## [Task prompt]
Render the data as a JSON array of strings, one string per line and no blank lines, starting at the line that contains "Each instance receives one keypoint. Mark the window" and running through the end of the data.

_ _ _ _

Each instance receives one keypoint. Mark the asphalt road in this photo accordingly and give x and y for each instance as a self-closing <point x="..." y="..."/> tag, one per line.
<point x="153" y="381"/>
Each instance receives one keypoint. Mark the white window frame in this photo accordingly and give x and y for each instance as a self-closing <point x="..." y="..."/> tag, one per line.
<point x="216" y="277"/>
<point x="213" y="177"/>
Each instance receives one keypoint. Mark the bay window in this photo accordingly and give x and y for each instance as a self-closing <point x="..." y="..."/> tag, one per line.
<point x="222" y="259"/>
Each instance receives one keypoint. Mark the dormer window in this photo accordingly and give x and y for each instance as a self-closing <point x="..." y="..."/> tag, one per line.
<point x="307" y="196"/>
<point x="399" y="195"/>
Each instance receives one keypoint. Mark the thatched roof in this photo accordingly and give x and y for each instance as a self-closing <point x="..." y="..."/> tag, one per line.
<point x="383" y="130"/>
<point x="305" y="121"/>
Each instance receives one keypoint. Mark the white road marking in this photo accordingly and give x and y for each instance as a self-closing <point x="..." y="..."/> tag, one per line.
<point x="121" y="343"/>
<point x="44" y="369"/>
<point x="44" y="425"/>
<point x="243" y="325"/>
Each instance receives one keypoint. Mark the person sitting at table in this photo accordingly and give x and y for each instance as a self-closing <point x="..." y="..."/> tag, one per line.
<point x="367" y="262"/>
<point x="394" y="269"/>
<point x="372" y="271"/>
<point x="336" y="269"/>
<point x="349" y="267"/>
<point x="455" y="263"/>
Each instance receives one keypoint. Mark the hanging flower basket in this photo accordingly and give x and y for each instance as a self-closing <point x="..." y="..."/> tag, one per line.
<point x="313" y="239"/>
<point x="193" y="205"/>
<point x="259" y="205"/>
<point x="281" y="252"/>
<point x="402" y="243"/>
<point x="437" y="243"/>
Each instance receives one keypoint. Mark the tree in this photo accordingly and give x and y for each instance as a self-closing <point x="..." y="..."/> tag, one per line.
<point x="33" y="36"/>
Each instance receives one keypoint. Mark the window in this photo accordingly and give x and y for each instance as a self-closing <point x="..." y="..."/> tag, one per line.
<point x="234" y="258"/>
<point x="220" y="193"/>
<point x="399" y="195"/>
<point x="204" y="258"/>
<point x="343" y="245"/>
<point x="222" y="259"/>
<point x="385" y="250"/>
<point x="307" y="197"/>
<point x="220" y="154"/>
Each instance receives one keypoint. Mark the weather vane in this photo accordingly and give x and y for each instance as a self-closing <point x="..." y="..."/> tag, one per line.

_ _ _ _

## [Task result]
[
  "Each instance receives one keypoint. Mark the window in this photo accordingly and give x and y for each instance as a self-closing <point x=\"...\" y=\"...\"/> tag, one per line.",
  "<point x=\"234\" y=\"258\"/>",
  "<point x=\"220\" y=\"193\"/>",
  "<point x=\"399\" y=\"195\"/>",
  "<point x=\"204\" y=\"258\"/>",
  "<point x=\"343\" y=\"245\"/>",
  "<point x=\"222\" y=\"259\"/>",
  "<point x=\"385\" y=\"250\"/>",
  "<point x=\"307\" y=\"197\"/>",
  "<point x=\"220\" y=\"154\"/>",
  "Each instance receives one keypoint. Mark the weather vane in this photo accordingly and give x and y for each instance as a self-closing <point x=\"...\" y=\"...\"/> tag, one per line."
]